**Given data:**
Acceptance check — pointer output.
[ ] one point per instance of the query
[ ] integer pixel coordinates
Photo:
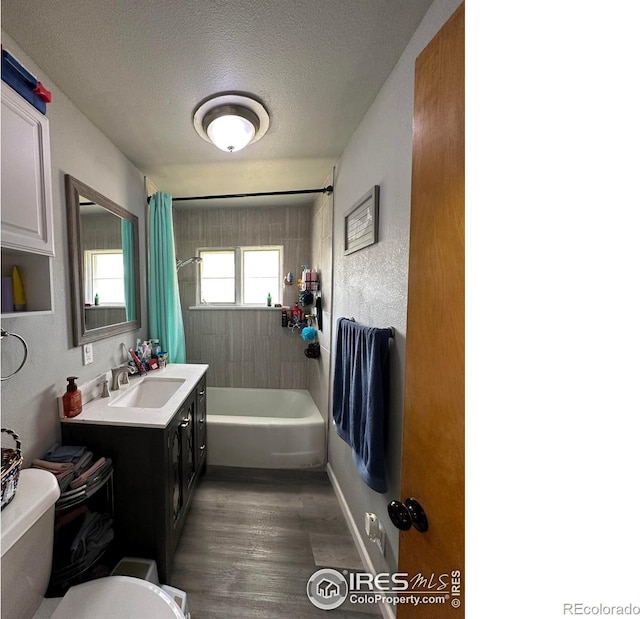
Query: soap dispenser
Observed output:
(72, 400)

**Request:**
Reproduce every line of the listing above, requests included, and add -54 to each point coordinate in the observed output. Omit the picture from your reproduction.

**Answer below:**
Acceptance check — pointer output.
[ ] one point per instance of the query
[ ] integer pixel coordinates
Photo:
Query: soap dispenser
Observed output:
(18, 346)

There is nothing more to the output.